##### Текст для чтения #####
По дороге домой, то есть в Штуттгарт, мы с г-ном Веллером заехали перекусить в

Enz-Weihingen – очередной аппетитный городок с колокольным звоном, вывесками под старину, улыбчивыми домиками и цветами повсюду. В крохотном кафе репродукция Рембранта из собрания Dahlem-Museum в широченной золоченой раме – портрет в золотом шлеме. Мебель в стиле рококо – белые с золотом деревянные завитушки, пастушеские сцены на штофе. Великолепные высокие торты в витрине. Короче, «роскошь» – любезная всякому детскому сердцу эклектика, которая, признаюсь, и для меня делает Германию такой родной и домашней. Уж если вам подают в подобном заведении мороженое, то непременно вставят в верхний кугель какую-нибудь игрушку – пестрый бумажный зонтик, например, и еще, и еще, и еще что-нибудь, чтобы подающий и поедающий мороженое могли вместе пережить материализованное в этих шуточных предметах изобилие жизни, взаимную радость встречи и всяческое благопожелание. Какой Фауст? Какой Мефистофель? Здесь в каждом куске торта, в каждой вазочке с мороженым готова расцвести добротная немецкая сказка, готов произойти небольшой волшебный театрик – под этим солнцем, среди этих цветов, в тени этой колокольни.

Мы направлялись к машине, когда испуганный черный кот снова вывернулся из-за угла, чтобы планомерно напомнить мне сперва о пуделе, потом о Фаусте. А вроде, мы уже уехали из Книттлингена?

Как же все-таки быть с этим Фаустом? Я узнала, как много великих и невеликих мужей думало о нем, примеряло его к себе, но о нем самом я не узнала, собственно, ничего, и никакая тайна мне не открылась. Или открылась?

Когда-то Фрейд в своей работе о Леонардо обронил странное замечание о Фаусте, сказав, что предпосылкой его трагедии была «возможность превратить стремление к исследованию в любовь к жизни». Мое паломничество в Книттлинген началось со схоластической идеи: исследовав место жительства Фауста, разгадать причину его бессмертия. Кончается же все весенней истомой, любовью к Германии и поисками собственного детства в вазочке с мороженым. По Фрейду выходит, я, действительно, шла по стопам Фауста – не внешне, но внутренне. Значит, все-таки что-то получилось?
#####
■ **Задания**
1: Выведите отрывок из текста для чтения, который открывается словами «Когда-то Фрейд в» и завершается словами «все-таки что-то получилось?».
2: Перечислите все названия населенных пунктов, которые упоминаются в тексте для чтения.
Представленные материалы к заданиям никакого отношения не имеют.
##### Представленные материалы #####
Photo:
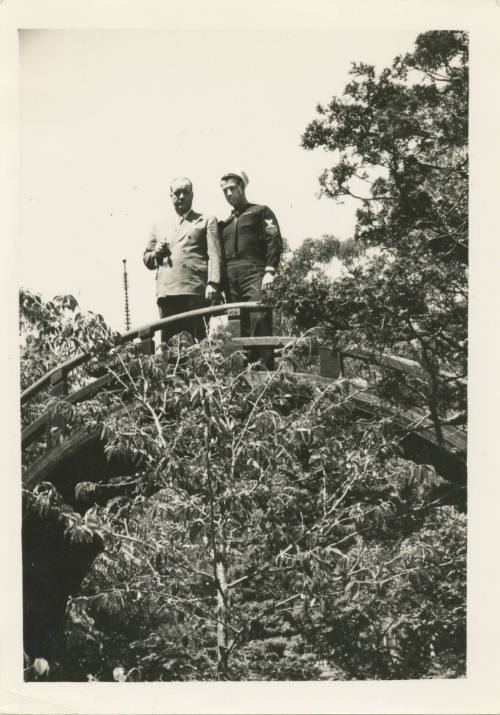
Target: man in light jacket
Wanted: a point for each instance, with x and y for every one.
(186, 254)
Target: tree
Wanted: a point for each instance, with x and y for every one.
(399, 142)
(263, 525)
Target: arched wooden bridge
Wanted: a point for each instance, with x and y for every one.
(54, 568)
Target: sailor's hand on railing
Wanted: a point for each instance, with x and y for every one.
(162, 249)
(267, 279)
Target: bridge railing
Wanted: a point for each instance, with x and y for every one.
(331, 363)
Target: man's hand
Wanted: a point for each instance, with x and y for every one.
(267, 280)
(162, 249)
(211, 292)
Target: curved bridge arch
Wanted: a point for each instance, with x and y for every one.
(53, 569)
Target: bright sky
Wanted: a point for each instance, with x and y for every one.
(109, 117)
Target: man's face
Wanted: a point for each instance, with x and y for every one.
(181, 194)
(234, 191)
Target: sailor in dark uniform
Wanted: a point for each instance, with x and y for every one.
(252, 246)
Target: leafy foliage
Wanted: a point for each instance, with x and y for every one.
(400, 146)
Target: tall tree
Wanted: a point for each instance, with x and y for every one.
(399, 142)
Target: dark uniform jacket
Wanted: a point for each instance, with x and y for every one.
(195, 255)
(252, 235)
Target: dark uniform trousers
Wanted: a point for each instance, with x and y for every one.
(173, 304)
(244, 283)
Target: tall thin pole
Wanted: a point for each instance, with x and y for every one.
(125, 290)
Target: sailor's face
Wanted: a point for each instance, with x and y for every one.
(234, 191)
(181, 194)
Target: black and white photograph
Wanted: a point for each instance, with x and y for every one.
(241, 258)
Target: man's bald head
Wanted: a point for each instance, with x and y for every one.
(181, 193)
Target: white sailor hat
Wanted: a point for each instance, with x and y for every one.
(239, 173)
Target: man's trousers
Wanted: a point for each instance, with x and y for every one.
(244, 283)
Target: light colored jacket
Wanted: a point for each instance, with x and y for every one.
(195, 255)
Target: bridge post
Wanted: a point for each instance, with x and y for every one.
(59, 383)
(234, 322)
(56, 423)
(147, 344)
(330, 363)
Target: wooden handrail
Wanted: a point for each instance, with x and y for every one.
(394, 362)
(130, 335)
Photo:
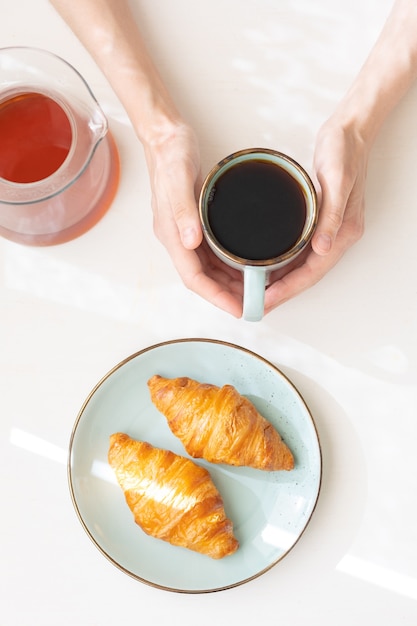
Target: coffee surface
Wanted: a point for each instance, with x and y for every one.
(257, 210)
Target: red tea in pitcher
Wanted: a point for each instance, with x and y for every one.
(35, 137)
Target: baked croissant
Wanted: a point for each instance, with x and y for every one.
(171, 497)
(218, 424)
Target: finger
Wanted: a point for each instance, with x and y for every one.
(183, 203)
(213, 281)
(334, 199)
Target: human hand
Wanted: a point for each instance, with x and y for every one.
(174, 168)
(340, 168)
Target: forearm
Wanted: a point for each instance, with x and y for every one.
(107, 30)
(386, 75)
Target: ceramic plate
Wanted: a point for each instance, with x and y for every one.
(269, 510)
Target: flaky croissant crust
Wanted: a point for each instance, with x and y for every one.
(218, 424)
(171, 497)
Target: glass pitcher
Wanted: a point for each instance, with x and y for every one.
(59, 165)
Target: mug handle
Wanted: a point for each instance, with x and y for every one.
(254, 279)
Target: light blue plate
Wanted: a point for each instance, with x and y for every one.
(270, 510)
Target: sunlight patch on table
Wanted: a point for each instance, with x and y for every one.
(380, 576)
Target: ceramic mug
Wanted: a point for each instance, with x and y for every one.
(258, 210)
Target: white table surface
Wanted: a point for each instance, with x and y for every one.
(250, 73)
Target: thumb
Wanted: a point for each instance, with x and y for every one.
(330, 220)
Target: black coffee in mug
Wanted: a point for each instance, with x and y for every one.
(256, 210)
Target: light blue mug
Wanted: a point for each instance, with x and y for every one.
(246, 234)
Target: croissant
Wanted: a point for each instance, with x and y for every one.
(218, 424)
(171, 497)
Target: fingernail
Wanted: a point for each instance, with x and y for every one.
(324, 243)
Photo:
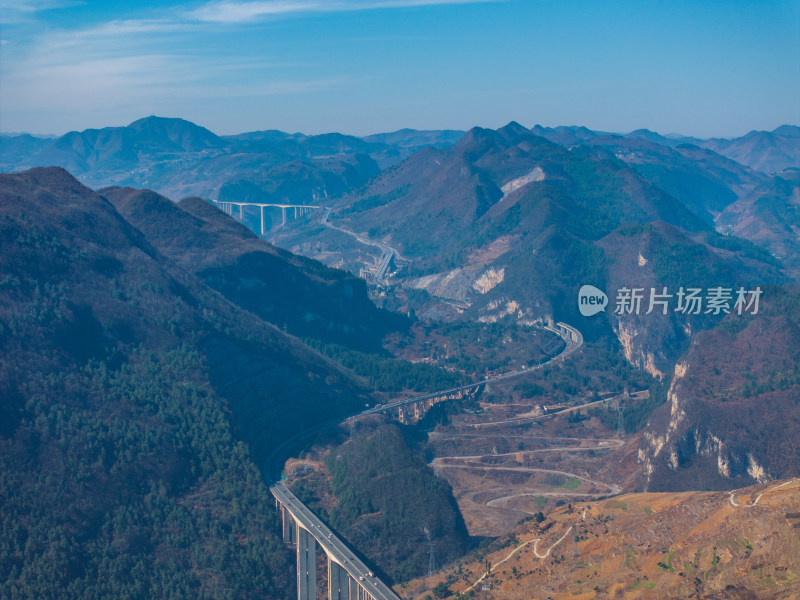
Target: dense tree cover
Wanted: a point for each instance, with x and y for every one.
(633, 414)
(127, 391)
(389, 374)
(391, 506)
(129, 483)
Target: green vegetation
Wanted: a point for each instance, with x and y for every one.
(374, 201)
(389, 374)
(683, 265)
(150, 495)
(391, 506)
(740, 246)
(634, 413)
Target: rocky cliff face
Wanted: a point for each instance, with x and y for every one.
(733, 406)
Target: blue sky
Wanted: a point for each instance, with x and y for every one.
(364, 66)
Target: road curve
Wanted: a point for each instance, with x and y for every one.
(332, 545)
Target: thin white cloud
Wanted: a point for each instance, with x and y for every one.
(15, 12)
(231, 11)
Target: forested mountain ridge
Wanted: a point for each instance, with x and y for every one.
(510, 225)
(307, 298)
(128, 390)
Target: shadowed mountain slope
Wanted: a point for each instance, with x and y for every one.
(301, 295)
(127, 389)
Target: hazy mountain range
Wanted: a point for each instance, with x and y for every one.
(152, 352)
(178, 158)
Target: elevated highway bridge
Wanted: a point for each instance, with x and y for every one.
(348, 577)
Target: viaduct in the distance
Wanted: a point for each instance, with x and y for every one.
(299, 210)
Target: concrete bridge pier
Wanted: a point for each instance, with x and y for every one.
(338, 581)
(289, 527)
(306, 566)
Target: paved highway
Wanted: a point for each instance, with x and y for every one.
(571, 347)
(387, 252)
(332, 545)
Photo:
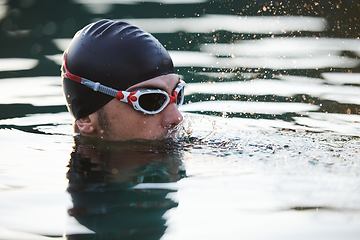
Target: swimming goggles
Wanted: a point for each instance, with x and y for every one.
(148, 101)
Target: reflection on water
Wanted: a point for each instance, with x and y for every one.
(114, 187)
(233, 24)
(271, 130)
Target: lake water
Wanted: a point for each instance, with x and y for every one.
(269, 148)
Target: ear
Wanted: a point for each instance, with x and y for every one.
(85, 125)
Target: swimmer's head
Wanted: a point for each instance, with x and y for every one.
(115, 54)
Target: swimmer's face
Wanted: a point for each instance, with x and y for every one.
(119, 121)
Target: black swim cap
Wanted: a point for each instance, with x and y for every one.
(116, 54)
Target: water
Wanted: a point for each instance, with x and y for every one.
(270, 141)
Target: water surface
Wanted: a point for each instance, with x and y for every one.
(269, 147)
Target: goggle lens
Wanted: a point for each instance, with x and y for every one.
(152, 101)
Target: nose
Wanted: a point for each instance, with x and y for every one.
(171, 116)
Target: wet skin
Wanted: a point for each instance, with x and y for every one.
(122, 122)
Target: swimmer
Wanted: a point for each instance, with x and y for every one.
(119, 83)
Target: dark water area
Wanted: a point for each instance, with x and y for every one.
#####
■ **Ответы по заданиям**
1:
Когда-то Фрейд в своей работе о Леонардо обронил странное замечание о Фаусте, сказав, что предпосылкой его трагедии была «возможность превратить стремление к исследованию в любовь к жизни». Мое паломничество в Книттлинген началось со схоластической идеи: исследовав место жительства Фауста, разгадать причину его бессмертия. Кончается же все весенней истомой, любовью к Германии и поисками собственного детства в вазочке с мороженым. По Фрейду выходит, я, действительно, шла по стопам Фауста – не внешне, но внутренне. Значит, все-таки что-то получилось?

2: Штуттгарт, Enz-Weihingen, Книттлинген.